**Given task**
In the article on Fadia Ahmad, condense the paragraph that begins "Ahmad's most recent project" into a short bulleted list that keeps its main facts.

**Document section**
###

Fadia Ahmad (born 1975) is a Spanish-Lebanese photographer, artist, and filmmaker.   

Her practice focuses largely on creating narratives through her photography. She has created several series of portraits and landscapes, particularly in Africa, the Middle East and Asia. Engaged in humanitarian issues, she released two series of photographs and films about refugees in Lebanon entitled It Could Be You.

Background 
Ahmad was born in Alicante, Spain to Lebanese parents who fled the Lebanese Civil War in the 1970s. In 1991, she returned to Lebanon and attended university at the L'Institut d'études scéniques, audiovisuelles et cinématographiques (IESAV) in Beirut. In addition to studying filmmaking and cinematography, she took courses in photography.

Selected projects 

Ahmad's most recent project is Beyrouth/Beirut (2019), an homage to the urban environment, complex demographics, and nostalgic architecture of Lebanon's capital. To complete this photo series, Ahmad walked a daily itinerary of 10,452 steps across the capital city from the neighborhood of Mar Mikhael to the Sporting Club, a social fixture located in the neighborhood of Raouché. The number of steps mirrors the square footage of the Lebanese national territory, indicating Beirut as a microcosm representing the entire country. This project exemplifies Ahmad’s interest in and connection to, her homeland, particularly in the patchwork composition of Beirut, and, more broadly, her desire to address ongoing changes in the fabric of the city over the last decade. The project is divided into sections including urban geography, the train station or the lost time, architectural contrasts of past and present, the communities, street life, the fishermen and the seaside promenade and the Corniche.

Beyrouth/Beirut was originally intended as a traveling exhibition. Its first destination was Beit Beirut in 2019, a historic house museum built in 1924 located on the historic Green Line (Lebanon) which separated East and West Beirut during the Lebanese Civil War. The exhibition was later staged at the Jordan National Gallery of Fine Arts in Amman.

In August 2021, Ahmad was a judge on Season 2 of the World Art Collector Incubator, a series dedicated to Lebanese artists launched on YouTube. The mission statement of the program aims to highlight and promote both established and promising artists.

###

Image object location entries
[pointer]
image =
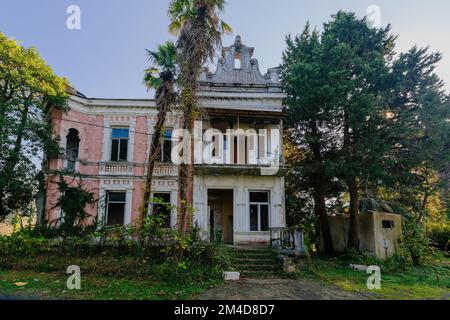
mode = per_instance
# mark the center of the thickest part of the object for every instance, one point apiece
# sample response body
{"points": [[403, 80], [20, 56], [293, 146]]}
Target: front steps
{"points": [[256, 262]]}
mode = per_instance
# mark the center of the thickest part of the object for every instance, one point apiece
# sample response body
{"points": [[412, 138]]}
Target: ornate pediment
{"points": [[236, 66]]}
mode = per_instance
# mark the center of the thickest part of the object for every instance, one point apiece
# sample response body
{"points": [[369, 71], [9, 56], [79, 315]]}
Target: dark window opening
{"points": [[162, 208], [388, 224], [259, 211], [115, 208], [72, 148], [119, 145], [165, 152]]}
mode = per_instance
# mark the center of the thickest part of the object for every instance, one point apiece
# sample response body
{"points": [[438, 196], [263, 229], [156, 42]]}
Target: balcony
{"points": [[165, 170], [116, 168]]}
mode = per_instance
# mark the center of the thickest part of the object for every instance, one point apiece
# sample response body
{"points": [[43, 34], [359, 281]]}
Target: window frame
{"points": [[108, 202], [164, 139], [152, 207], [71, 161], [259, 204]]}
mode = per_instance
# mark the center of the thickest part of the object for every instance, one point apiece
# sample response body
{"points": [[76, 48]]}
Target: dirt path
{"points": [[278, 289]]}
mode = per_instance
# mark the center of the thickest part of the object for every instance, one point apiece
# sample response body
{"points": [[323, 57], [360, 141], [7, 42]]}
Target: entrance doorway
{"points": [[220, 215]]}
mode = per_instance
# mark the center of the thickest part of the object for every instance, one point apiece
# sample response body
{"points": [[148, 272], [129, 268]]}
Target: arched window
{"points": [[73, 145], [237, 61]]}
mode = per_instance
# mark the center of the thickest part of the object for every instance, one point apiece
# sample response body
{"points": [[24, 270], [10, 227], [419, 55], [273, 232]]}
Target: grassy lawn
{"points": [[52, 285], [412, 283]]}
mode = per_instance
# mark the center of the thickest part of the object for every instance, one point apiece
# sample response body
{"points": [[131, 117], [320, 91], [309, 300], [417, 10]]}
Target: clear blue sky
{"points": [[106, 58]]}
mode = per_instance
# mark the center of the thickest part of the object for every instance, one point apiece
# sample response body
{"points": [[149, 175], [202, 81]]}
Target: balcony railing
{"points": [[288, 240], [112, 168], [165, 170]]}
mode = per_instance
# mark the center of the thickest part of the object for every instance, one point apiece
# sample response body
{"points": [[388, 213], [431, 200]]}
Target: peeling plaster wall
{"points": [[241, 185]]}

###

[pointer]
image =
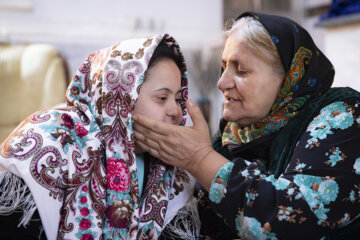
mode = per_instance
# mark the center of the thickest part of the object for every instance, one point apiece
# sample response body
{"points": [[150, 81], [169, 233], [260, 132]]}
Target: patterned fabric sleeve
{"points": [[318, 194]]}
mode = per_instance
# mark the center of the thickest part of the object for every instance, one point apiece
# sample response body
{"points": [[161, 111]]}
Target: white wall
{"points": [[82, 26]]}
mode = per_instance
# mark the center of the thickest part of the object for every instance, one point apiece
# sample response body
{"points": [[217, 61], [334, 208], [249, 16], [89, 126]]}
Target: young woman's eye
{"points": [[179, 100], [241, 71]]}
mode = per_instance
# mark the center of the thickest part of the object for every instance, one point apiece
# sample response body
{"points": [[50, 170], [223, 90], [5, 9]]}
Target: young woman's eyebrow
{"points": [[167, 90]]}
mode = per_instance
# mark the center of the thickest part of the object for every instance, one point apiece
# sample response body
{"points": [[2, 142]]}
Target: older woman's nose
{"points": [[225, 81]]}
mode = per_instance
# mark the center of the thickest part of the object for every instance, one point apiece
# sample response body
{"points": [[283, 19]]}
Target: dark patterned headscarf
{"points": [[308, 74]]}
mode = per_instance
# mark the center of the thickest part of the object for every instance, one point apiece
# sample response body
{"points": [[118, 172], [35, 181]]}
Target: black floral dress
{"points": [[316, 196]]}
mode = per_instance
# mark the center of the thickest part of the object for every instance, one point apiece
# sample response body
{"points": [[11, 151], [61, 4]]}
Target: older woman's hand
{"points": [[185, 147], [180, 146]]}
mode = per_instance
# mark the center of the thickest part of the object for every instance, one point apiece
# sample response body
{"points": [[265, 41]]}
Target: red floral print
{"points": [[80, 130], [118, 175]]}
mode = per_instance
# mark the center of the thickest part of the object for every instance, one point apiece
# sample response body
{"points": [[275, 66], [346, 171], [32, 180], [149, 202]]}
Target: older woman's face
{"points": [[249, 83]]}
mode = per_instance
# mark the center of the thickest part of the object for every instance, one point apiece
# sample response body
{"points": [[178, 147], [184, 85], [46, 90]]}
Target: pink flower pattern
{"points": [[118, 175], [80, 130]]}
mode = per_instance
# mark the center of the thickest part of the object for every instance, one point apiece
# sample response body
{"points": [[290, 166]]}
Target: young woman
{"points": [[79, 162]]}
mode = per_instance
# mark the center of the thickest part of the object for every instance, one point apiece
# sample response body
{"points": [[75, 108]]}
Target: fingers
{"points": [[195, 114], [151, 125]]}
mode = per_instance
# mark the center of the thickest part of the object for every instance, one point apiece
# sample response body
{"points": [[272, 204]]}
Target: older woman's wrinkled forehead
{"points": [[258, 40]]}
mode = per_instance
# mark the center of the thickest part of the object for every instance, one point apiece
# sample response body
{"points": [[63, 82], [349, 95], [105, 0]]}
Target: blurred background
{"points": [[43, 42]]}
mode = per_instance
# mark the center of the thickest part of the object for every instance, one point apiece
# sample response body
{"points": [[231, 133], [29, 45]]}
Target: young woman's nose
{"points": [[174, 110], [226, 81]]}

###

**Task output**
- Beyrouth/Beirut (2019) is Ahmad's most recent project. It is a photo series paying homage to the urban environment, complex demographics, and nostalgic architecture of Lebanon's capital.
- For the series, she walked a daily route of 10,452 steps from Mar Mikhael to the Sporting Club in Raouché.
- The step count mirrors the square footage of Lebanon's national territory, presenting Beirut as a microcosm of the whole country.
- The project reflects her connection to her homeland and her wish to address changes in the city over the last decade.
- Its sections cover urban geography, the train station or the lost time, architectural contrasts of past and present, the communities, street life, the fishermen and the seaside promenade, and the Corniche.